To do: Copy every entry as is. Leave images out.

Source information:
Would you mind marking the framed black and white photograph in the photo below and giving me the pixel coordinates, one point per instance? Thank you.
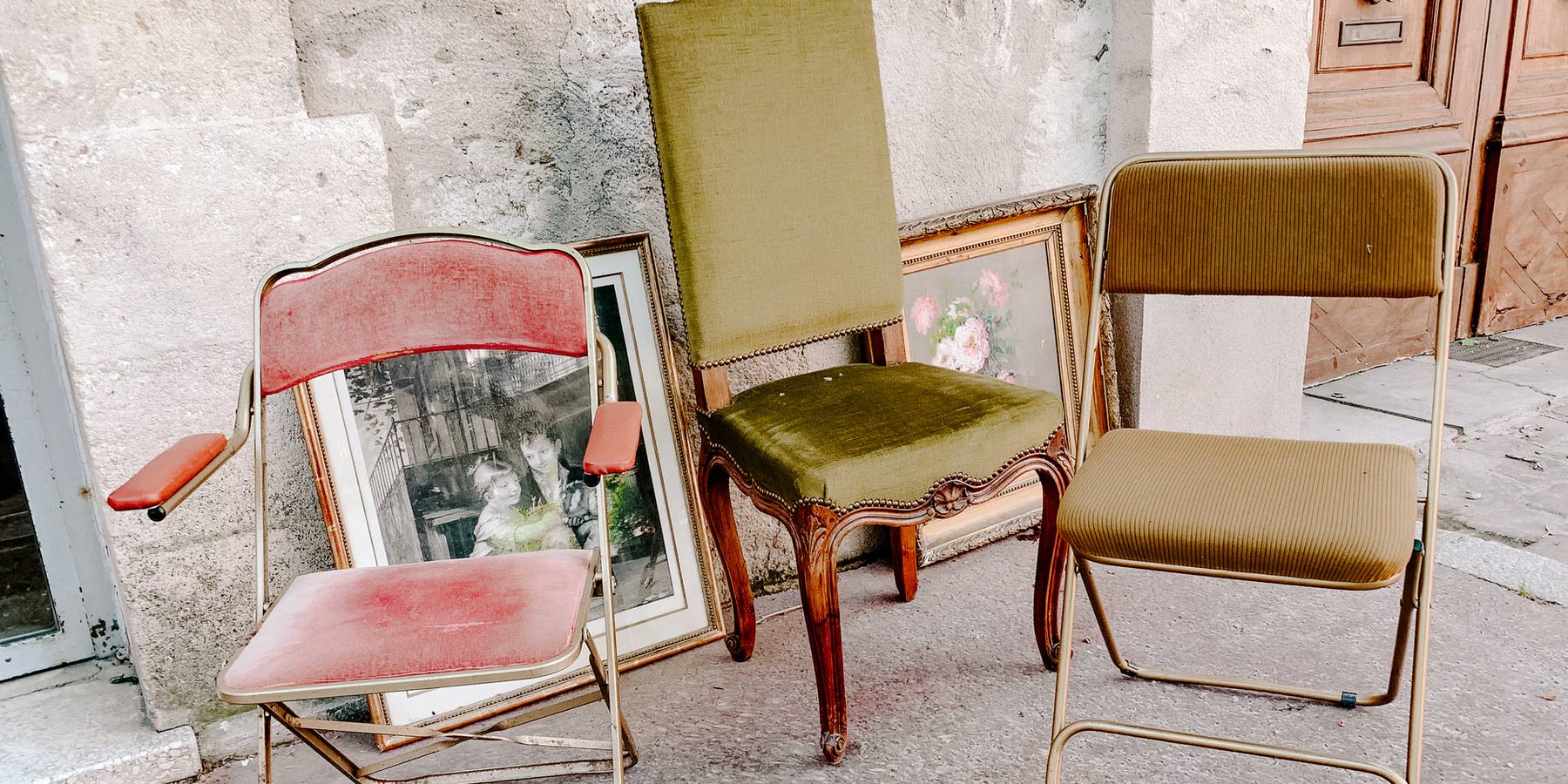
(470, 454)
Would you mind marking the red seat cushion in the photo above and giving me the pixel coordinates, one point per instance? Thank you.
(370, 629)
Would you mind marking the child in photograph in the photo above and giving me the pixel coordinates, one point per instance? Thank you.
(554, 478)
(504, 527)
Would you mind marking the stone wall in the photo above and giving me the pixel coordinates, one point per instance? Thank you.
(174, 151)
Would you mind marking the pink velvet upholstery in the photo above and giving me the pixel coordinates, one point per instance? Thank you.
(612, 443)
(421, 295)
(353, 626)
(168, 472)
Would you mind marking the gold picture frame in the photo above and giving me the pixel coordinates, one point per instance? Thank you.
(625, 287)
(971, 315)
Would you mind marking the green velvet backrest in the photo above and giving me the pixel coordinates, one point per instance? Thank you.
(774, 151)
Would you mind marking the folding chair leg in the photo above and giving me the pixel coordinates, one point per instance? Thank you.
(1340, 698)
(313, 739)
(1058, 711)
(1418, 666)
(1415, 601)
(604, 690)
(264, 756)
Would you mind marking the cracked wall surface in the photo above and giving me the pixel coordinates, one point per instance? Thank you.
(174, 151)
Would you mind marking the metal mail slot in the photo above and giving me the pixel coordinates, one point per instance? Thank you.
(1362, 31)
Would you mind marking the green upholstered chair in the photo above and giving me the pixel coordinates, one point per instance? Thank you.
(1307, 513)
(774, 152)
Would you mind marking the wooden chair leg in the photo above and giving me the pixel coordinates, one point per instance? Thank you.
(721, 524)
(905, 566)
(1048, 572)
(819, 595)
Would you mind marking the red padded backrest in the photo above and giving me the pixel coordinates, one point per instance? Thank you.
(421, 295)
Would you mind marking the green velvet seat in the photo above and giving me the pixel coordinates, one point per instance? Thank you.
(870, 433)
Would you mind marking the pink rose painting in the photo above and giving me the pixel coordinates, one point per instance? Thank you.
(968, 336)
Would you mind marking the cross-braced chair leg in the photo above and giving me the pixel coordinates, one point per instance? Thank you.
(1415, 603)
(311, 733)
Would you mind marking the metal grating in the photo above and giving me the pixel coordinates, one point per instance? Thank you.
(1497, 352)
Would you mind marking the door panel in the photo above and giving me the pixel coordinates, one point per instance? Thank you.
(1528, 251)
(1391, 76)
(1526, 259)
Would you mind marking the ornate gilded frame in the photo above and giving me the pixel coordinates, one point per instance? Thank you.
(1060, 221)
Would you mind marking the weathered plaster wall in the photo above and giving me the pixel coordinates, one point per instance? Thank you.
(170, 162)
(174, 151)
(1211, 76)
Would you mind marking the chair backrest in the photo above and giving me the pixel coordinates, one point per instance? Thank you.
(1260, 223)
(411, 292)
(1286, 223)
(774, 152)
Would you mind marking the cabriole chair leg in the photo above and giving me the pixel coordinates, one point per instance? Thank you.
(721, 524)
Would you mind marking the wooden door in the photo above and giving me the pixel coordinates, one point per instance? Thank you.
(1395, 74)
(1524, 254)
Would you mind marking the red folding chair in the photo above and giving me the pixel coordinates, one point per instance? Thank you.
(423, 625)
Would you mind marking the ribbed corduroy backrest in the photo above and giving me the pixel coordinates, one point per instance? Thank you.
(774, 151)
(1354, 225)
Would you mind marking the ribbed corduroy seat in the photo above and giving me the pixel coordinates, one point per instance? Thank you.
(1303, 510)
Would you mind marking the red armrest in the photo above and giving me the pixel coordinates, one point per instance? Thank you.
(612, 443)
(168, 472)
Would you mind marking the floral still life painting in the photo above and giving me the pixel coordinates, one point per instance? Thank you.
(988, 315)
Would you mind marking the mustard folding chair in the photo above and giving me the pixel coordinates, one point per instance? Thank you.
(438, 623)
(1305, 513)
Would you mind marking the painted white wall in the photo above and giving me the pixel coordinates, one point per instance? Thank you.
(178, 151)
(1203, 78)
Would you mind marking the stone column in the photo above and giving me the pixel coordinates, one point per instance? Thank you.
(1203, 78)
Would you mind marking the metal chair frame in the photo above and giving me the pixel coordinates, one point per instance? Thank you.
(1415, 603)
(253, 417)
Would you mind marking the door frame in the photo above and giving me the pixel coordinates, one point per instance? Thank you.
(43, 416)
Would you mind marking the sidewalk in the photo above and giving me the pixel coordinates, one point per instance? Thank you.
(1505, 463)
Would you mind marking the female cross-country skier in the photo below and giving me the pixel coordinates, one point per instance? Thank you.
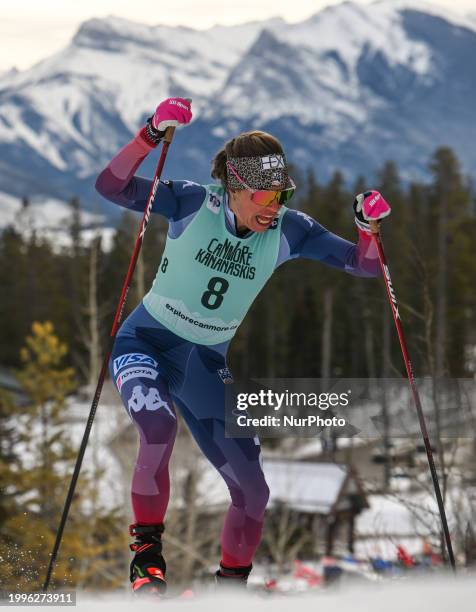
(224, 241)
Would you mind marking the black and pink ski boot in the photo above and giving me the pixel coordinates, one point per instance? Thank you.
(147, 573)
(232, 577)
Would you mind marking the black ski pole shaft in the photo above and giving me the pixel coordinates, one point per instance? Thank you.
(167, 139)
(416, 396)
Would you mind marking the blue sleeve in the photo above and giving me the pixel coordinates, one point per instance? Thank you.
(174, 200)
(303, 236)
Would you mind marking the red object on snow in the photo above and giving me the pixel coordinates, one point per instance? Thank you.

Exercise response:
Would you mind marking the framed black and white photograph in the photo below and giving me the pixel coordinates, one point per instance? Thank you.
(470, 454)
Would you mind marking the red seat cushion in the photo above and giving me the pixel coordinates, one point per instance? Thank you.
(370, 629)
Would you mind marking the child in photograph in the photo above and giving me the pixel coordinates, one point per instance? Thank you.
(554, 478)
(504, 527)
Would you mind marking the stone wall in the photo above and giving me the pixel coordinates, one point per instance? Thank you.
(174, 151)
Would you mind marking the pink velvet upholstery in the photo above and giving me the pixel coordinates, one point per instance? Thank you.
(612, 443)
(421, 295)
(353, 626)
(168, 472)
Would you mind marking the gold picture frame in the photo above and giving me the pixel coordinates, one point per instance? Thank you.
(625, 287)
(971, 315)
Would you mind marking the green velvet backrest in the photo above and giving me the pixel coordinates, one point per instance? Thank you.
(774, 151)
Would you mind marking the folding chair leg in the photo above and giving me the pixel coordinates, one point per instance? Thank you.
(1340, 698)
(313, 739)
(1058, 711)
(1418, 666)
(1415, 601)
(604, 690)
(264, 756)
Would you mind marking the cracked wall surface in the photo above and giving me the pixel coordinates, one point per instance? Thank you.
(174, 151)
Would you mind marking the metal mail slot in the photo above and giving me the pixel coordinates, one point per instance? Thank you.
(1362, 31)
Would you mind marking the green upholstered chair in the photo above and giving me the pixel coordinates, one point per instance? Thank you.
(1307, 513)
(774, 152)
Would you mind marking the wooden chair leg in the photo above and giving me the pixel coordinates, one point per instance? Thank you.
(721, 524)
(905, 566)
(1048, 572)
(819, 595)
Would you mind marking the red padded backrest in the photo above and giving me the pixel coordinates, one point per instance? Thank you.
(421, 295)
Would you mind marking the green velvet seat in the photo above and giving me the pixel coordinates, one point per instance? Thank you.
(870, 433)
Would you mind marking the pink rose painting in the photo above and giving me the pixel coordinates, one point per instance? Thank you.
(968, 336)
Would you mind marking the cross-braced chair leg in the photo above and giving me the pixel coordinates, one point per instance? Thank you.
(1415, 603)
(311, 733)
Would you mind marking the metal grating in the photo above and giving me the pixel coordinates, one point per instance? Thank you.
(1497, 352)
Would you mind marking the door panel in the photo above and giving me the pixel coordinates, one point per instance? Thank you.
(1528, 251)
(1391, 76)
(1526, 259)
Would you mind marking the ornate gilded frame in the photo above and giving me the pixel coordinates, one point per instance? Thank you.
(1060, 221)
Would you mind marking the weathered plaster wall in the photo above and giving me the pixel coordinates, one point per instance? Thank you.
(170, 162)
(174, 151)
(1211, 76)
Would you mind marking the chair backrest in the photo above and giving me the pixel coordinates, one point per instance? Thank you.
(1260, 223)
(411, 292)
(1286, 223)
(774, 152)
Would you mind marking the cabriole chair leg in the photo above and giving me the pixel coordinates, one point per instance? Thank you.
(721, 524)
Would you mind marking the wooden door in the photo above and giving me the pixel coordinates, one point per instance? Thank you.
(1395, 74)
(1524, 254)
Would you mind marking the red folding chair in the photo above and giving me the pixel coordinates, one point per instance? Thank you.
(423, 625)
Would you mind marking the ribbed corduroy backrest in the photo above and giving me the pixel coordinates, one point per instance? Thank you.
(774, 151)
(1354, 225)
Would you mind marking the ribbed corduroy seat in the photo above and giving me the pixel coordinates, one point per instance? Thank you.
(1303, 510)
Would you mind marking the red armrest in the photo above and giving me the pixel coordinates, one point per instance? Thank you.
(612, 443)
(168, 472)
Would you mind marking the floral still life painting in the photo above and giving me the pixel coordinates, one point per instance? Thank you.
(988, 315)
Would you mind marking the mustard folding chair in the photo above and giving me the pixel coordinates, one point per instance? Thank you.
(438, 623)
(1305, 513)
Would you mind marking the painted white wall in the photo above and giving me the pixel coordinates, one point per instance? Thank you.
(178, 151)
(1203, 78)
Would you mind marking the stone column in the photo above and giving me the pixel coordinates, one point per instance? Thank you.
(1203, 78)
Would you mind marking the metal chair frame in the photo above and giving me the pixel coordinates, one point per instance? Thank you.
(1415, 603)
(253, 417)
Would you mind marking the door frame in the photo above and giving me the pixel coordinates, one point per instance? Thank you.
(43, 416)
Would you mind marking the sidewalk in the photo above and giving me the pixel coordinates, one point per instance? Thank you.
(1505, 463)
Would you mind marking the female cross-country skier in the photo below and giving me the pixel coordinates, one point per instance? Thank you.
(224, 241)
Would you mind marking the black and pink ski boot in the photo above and giving me the pixel coordinates, one point per instance? Thank you.
(147, 573)
(232, 577)
Would you mind marking the black ski pole shaft in the photo above and giving me the pixel coordinates, one point per instance? Thank you.
(167, 139)
(416, 396)
Would you mind marking the blue sleeve in the photo above and giving me the pixel coordinates, one point per instance? Thank you.
(174, 200)
(303, 236)
Would you mind marking the red object on snow in the photo above and giving me the pixel coordinates, one point per instance? Thank you.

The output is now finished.